## What this task involves
Rescale the records from the line containing "cluster you can see." through the end of the records, inclusive, and output only those lines. Reproduce each line, leaving the requests unchanged, but multiply every bounding box coordinate by 1.75 and round it to a whole number, rounding halves up.

»»

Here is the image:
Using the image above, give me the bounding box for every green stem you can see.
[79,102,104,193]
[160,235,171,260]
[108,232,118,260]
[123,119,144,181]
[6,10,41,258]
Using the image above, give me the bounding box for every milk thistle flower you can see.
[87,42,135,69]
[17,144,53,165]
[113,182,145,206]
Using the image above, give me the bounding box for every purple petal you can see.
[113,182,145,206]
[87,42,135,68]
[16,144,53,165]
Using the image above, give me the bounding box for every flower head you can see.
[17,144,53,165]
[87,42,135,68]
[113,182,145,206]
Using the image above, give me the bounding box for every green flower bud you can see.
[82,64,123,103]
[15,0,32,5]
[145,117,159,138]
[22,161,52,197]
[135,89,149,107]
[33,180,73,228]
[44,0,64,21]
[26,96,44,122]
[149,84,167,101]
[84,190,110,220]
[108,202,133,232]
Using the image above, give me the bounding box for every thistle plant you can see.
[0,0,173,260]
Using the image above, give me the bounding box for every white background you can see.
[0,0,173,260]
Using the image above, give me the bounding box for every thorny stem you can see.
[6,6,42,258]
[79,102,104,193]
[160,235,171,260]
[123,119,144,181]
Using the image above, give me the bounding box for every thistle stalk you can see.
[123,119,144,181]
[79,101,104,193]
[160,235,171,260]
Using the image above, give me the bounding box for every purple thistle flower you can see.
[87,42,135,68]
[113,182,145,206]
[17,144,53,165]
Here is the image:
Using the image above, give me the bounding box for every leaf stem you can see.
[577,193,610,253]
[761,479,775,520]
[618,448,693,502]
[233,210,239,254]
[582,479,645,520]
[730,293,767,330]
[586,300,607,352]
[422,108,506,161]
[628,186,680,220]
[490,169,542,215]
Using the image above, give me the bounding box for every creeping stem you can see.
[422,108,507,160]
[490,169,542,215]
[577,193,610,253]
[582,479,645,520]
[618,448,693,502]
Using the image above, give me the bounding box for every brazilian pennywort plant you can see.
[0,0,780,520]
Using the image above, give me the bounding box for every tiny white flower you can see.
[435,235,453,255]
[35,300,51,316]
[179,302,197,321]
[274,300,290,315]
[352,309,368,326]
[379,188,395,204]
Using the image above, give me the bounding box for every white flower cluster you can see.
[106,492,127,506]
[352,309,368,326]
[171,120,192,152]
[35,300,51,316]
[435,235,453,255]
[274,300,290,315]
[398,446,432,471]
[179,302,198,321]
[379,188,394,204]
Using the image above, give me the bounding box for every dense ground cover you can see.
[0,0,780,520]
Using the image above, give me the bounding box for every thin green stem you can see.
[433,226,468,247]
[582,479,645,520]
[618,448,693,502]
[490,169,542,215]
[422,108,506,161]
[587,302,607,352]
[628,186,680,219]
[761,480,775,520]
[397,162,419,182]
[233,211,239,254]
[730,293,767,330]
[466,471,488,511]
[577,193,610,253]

««

## Complete answer
Using the image above, give me the bounding box for every white flower cluster you can see.
[186,861,222,886]
[616,541,644,571]
[299,210,336,266]
[61,525,89,553]
[761,411,793,446]
[480,525,508,551]
[697,781,756,824]
[313,529,347,562]
[663,329,690,357]
Using the image above, give me the bounding box for every dense ground cover you can see.
[0,0,1365,910]
Using the image above, give me the bounding box for every thin green stem you can see.
[758,396,819,432]
[1019,838,1129,910]
[1082,784,1213,879]
[858,296,949,376]
[739,189,886,282]
[1027,529,1062,616]
[1099,326,1190,383]
[1332,840,1356,910]
[695,284,733,319]
[408,369,418,445]
[1278,513,1342,578]
[816,824,854,894]
[1010,338,1068,443]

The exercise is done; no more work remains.